Aim of the exercise
Pull each line holding "chain" out of the entries below.

Source information
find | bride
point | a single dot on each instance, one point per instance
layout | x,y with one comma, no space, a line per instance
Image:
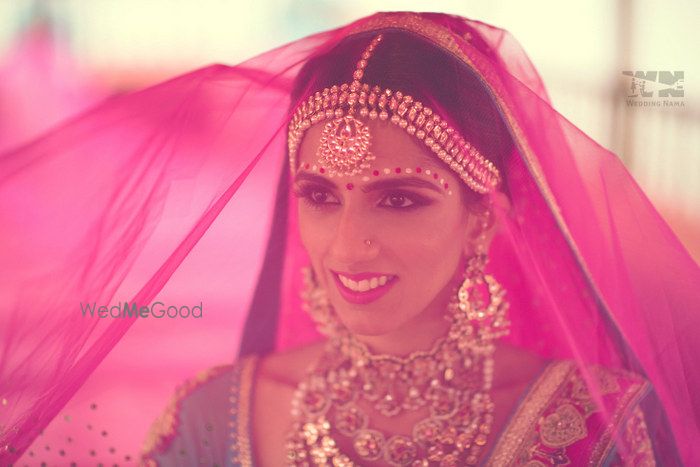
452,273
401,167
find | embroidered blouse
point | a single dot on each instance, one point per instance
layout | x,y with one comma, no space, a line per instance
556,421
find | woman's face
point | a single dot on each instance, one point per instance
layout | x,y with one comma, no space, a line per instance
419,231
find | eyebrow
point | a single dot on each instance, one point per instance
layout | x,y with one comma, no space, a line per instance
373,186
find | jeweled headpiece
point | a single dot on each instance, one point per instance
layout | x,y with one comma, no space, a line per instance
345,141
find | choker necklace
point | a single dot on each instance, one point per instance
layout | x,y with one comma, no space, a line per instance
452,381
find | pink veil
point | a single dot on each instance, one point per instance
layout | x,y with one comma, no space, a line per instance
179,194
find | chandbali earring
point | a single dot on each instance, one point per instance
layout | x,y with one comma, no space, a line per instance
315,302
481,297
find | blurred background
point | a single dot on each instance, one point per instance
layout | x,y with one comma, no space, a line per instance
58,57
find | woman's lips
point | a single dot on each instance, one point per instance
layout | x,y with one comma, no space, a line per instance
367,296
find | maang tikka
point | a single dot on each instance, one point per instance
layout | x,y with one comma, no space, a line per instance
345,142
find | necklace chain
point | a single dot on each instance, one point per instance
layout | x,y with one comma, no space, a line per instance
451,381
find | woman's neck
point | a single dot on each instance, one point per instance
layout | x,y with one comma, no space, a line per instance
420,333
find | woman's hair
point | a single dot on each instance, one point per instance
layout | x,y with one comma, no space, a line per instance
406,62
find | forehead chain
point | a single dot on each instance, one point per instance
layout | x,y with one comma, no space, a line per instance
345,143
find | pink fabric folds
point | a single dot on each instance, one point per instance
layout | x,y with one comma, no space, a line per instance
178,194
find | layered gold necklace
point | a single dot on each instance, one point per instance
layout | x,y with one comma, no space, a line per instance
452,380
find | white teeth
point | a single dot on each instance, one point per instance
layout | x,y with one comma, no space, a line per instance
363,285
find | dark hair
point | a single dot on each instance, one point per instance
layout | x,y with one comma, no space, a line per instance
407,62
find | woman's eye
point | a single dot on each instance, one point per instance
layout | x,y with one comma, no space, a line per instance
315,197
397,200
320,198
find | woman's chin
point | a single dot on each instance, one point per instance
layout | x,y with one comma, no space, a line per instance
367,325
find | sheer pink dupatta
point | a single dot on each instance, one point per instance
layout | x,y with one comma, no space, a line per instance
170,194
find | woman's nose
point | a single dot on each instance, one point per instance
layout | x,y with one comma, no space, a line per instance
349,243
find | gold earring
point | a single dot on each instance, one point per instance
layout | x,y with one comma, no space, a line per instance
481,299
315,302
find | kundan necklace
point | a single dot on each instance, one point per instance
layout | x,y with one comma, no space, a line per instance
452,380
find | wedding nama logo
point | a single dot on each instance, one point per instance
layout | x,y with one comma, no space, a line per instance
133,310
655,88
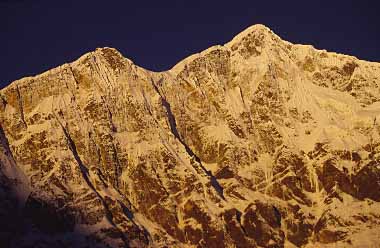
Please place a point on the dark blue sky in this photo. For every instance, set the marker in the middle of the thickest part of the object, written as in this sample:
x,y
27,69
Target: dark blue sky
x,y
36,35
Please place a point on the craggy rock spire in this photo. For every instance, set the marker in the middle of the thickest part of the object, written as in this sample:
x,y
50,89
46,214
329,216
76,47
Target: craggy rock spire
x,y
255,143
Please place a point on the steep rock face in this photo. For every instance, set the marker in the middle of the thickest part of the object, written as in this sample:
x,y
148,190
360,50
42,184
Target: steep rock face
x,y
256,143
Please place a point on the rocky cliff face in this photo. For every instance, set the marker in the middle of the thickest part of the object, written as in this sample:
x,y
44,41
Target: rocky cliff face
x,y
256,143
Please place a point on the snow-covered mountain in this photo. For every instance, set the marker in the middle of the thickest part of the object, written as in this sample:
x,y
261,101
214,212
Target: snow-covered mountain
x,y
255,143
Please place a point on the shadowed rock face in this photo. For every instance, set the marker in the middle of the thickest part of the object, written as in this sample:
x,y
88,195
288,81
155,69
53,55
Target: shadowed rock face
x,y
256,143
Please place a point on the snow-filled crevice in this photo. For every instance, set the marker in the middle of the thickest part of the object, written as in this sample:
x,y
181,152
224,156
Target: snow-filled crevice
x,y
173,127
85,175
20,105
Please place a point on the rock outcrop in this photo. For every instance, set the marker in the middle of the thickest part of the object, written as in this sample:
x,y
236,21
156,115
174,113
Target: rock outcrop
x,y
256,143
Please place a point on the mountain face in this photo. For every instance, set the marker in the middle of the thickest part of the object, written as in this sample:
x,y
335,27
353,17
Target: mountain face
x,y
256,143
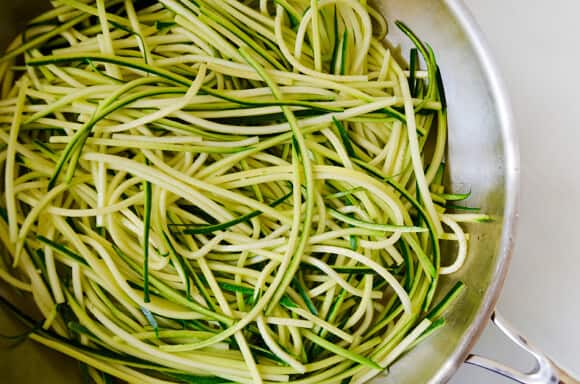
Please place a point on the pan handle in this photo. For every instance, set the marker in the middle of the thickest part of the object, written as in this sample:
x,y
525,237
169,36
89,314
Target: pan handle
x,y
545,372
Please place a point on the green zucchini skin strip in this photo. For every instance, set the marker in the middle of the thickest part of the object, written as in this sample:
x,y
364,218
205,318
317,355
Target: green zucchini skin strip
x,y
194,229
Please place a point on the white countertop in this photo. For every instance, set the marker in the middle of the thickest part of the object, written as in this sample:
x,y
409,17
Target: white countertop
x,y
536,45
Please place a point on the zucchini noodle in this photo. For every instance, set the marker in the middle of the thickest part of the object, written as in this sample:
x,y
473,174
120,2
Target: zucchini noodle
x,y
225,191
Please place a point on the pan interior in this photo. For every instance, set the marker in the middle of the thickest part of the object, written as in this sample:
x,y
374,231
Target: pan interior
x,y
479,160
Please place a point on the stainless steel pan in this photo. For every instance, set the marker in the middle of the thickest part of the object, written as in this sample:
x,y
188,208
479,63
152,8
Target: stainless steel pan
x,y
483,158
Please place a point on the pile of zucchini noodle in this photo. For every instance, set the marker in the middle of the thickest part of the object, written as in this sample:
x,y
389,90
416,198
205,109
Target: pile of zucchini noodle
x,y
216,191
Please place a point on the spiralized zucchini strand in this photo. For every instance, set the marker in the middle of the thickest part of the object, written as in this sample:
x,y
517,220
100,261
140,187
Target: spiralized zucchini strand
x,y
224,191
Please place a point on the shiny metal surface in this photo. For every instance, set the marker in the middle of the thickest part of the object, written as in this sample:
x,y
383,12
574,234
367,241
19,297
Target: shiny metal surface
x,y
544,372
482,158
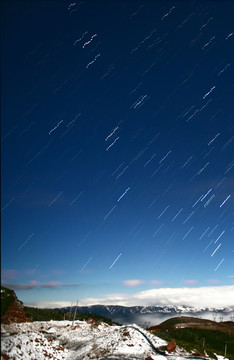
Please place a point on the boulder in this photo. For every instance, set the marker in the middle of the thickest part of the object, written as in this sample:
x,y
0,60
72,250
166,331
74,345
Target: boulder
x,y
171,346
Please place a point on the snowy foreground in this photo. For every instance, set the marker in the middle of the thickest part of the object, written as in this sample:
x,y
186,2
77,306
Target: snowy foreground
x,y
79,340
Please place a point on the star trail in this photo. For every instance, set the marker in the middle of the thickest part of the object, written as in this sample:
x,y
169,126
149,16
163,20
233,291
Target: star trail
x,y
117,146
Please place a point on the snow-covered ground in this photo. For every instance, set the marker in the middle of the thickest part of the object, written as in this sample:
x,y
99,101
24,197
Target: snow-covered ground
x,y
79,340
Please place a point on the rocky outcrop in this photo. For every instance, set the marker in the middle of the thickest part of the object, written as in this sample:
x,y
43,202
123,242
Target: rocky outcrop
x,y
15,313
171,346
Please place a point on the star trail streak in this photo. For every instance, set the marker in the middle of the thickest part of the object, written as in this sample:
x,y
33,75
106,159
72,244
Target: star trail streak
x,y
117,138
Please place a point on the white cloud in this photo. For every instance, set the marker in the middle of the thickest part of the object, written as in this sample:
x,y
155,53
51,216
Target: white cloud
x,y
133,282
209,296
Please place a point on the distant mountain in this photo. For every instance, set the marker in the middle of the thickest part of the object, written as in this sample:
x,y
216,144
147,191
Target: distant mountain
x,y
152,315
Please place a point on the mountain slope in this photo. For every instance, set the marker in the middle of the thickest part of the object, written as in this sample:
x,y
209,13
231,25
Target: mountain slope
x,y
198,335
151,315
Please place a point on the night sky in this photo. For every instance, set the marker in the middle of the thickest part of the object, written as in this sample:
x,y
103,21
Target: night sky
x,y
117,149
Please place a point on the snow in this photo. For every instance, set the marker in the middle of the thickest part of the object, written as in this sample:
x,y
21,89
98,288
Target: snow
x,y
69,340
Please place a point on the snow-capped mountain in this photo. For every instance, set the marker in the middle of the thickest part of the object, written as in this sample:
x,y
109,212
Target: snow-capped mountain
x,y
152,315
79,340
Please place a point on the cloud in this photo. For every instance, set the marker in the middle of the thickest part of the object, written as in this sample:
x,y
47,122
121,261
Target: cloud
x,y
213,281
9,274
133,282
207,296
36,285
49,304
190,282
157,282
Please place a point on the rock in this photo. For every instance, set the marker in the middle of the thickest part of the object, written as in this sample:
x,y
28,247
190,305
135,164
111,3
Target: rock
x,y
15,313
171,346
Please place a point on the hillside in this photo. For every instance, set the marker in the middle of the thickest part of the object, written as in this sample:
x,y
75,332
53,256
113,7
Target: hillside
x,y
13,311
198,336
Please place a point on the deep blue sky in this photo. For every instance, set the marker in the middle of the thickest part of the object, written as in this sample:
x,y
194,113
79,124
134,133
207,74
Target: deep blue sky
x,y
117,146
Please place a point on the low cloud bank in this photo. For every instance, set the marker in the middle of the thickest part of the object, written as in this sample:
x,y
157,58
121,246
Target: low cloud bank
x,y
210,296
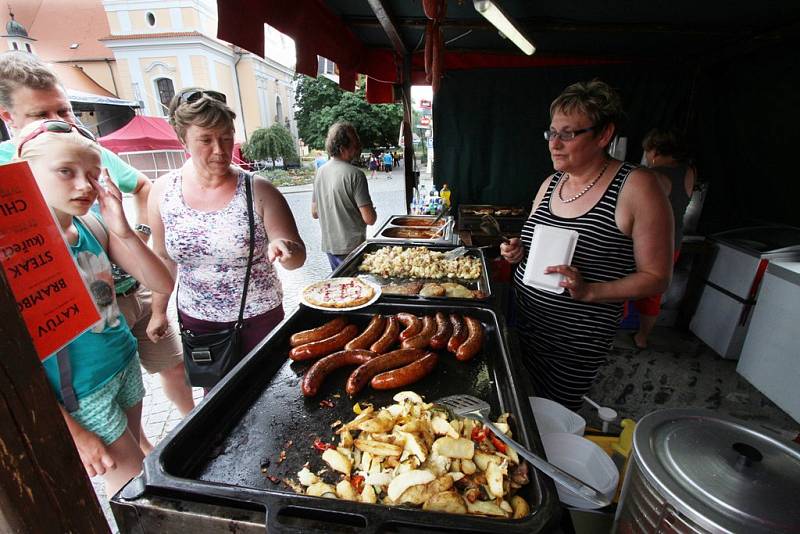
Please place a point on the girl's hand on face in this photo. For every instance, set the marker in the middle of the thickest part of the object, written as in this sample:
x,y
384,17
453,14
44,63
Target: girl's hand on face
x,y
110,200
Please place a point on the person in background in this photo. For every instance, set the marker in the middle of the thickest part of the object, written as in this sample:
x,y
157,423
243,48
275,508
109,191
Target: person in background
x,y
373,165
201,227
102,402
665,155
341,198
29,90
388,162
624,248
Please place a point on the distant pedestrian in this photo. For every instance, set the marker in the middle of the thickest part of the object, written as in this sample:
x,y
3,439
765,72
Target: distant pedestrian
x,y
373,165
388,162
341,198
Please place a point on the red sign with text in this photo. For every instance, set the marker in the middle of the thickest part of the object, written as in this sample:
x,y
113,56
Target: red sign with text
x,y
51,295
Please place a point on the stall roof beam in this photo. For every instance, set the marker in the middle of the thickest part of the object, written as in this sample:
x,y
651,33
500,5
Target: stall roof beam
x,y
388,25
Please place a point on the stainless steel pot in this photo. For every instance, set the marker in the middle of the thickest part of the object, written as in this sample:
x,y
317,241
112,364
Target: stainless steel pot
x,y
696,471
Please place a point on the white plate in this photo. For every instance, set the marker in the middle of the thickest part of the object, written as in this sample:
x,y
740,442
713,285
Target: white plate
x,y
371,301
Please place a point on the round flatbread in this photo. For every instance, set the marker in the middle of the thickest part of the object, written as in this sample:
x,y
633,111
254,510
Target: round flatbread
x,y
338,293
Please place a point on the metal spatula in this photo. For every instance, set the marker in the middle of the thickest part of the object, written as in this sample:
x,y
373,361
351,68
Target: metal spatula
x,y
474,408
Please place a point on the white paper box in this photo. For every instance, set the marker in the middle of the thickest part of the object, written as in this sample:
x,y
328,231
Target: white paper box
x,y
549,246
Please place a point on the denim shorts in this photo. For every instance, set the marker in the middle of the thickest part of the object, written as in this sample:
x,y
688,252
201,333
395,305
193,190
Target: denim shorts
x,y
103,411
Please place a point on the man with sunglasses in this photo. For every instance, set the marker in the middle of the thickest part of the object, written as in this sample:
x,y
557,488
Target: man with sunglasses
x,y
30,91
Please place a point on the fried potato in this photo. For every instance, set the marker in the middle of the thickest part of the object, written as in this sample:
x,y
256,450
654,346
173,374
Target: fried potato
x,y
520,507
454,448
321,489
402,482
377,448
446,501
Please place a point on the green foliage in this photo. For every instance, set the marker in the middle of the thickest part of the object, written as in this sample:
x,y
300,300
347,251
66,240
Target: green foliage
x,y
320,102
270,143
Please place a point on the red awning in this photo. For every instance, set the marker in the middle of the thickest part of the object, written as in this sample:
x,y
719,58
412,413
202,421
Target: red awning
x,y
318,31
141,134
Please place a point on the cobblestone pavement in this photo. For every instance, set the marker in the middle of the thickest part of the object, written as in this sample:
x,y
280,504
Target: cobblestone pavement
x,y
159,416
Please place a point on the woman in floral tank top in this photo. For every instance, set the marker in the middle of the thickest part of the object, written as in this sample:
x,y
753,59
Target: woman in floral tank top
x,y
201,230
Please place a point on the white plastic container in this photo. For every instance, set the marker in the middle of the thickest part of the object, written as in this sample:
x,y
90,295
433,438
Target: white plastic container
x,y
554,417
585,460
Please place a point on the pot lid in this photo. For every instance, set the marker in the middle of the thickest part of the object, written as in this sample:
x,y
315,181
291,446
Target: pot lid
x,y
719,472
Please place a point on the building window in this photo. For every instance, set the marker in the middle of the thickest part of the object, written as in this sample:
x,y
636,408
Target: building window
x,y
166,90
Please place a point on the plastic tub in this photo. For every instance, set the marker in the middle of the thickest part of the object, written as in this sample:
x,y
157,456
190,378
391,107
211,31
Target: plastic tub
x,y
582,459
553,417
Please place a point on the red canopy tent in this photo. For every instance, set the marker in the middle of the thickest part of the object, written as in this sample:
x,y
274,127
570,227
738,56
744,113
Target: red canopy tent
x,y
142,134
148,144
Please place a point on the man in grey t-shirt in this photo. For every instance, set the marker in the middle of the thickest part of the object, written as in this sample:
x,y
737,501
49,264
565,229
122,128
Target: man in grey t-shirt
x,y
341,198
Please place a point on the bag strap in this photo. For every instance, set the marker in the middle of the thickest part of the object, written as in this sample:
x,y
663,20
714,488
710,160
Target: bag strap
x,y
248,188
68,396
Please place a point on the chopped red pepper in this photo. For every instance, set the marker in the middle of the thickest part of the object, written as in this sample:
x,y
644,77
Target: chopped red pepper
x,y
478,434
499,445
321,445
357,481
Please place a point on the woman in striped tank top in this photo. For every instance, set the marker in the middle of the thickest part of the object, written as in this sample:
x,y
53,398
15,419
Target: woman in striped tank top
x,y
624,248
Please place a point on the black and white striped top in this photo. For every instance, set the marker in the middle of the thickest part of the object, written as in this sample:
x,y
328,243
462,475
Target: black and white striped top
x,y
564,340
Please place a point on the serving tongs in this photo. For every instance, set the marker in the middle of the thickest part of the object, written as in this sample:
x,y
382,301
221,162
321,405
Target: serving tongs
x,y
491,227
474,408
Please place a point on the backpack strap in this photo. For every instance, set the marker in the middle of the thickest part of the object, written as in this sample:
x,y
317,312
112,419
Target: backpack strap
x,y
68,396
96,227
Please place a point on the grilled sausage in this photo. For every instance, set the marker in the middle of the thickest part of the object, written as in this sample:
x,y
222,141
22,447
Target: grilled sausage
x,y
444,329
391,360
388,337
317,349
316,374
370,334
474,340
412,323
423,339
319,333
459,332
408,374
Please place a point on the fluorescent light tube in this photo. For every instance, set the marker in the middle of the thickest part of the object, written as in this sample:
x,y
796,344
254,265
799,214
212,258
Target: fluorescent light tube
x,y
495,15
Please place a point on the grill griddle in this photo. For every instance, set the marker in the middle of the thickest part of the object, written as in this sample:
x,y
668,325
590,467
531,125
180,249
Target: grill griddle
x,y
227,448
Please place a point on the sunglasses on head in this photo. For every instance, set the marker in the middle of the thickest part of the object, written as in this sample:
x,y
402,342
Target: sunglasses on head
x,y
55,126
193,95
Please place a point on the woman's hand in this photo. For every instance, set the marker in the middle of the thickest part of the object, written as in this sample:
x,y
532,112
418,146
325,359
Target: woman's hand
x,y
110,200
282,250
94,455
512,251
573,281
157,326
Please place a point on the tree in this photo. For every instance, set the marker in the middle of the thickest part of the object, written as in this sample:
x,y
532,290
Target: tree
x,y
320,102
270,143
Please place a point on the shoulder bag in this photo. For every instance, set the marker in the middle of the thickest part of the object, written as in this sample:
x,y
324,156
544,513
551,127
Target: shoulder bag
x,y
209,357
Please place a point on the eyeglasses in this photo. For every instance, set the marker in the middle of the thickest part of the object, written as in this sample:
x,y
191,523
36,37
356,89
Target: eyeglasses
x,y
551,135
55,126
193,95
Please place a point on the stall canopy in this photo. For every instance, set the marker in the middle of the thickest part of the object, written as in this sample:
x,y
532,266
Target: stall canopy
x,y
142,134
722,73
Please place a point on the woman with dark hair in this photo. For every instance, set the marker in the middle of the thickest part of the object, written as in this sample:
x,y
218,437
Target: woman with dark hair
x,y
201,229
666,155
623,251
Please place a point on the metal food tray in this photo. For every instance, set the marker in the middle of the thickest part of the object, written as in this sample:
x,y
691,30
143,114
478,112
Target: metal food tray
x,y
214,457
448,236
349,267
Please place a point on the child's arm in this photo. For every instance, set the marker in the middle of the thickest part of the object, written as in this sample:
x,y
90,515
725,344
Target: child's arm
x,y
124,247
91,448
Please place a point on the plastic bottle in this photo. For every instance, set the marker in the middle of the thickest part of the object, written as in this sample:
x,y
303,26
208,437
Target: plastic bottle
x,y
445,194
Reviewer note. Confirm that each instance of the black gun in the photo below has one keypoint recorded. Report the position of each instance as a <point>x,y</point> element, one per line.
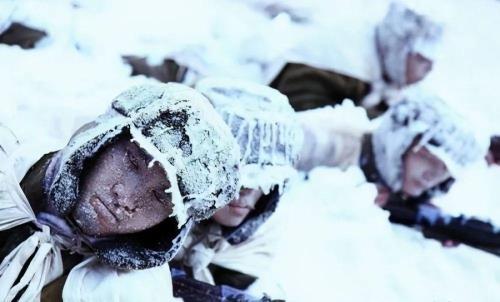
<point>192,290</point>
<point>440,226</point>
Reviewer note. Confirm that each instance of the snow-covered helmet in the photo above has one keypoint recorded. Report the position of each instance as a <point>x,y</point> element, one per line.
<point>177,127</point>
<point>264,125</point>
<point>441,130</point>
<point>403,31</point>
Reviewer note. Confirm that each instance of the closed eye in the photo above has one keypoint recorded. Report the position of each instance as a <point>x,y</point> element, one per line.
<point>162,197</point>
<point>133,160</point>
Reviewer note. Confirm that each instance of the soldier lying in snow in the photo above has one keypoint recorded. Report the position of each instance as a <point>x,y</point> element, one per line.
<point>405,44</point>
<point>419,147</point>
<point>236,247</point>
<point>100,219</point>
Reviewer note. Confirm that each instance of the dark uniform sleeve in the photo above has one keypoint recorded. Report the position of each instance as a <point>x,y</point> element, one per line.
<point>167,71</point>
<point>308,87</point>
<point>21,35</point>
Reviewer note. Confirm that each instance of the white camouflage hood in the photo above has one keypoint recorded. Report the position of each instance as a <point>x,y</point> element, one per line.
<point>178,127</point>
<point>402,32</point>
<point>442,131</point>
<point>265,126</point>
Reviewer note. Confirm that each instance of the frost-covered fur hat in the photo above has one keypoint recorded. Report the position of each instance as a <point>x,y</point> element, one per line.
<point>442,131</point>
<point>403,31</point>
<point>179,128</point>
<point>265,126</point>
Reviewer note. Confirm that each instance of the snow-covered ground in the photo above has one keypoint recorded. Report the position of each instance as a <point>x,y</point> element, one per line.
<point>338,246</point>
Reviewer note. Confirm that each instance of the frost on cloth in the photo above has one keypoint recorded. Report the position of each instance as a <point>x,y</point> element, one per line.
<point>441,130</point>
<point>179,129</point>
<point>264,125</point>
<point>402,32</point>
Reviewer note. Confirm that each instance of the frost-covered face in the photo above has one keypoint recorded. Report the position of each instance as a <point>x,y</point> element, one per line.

Expected output
find | necklace chain
find | forehead chain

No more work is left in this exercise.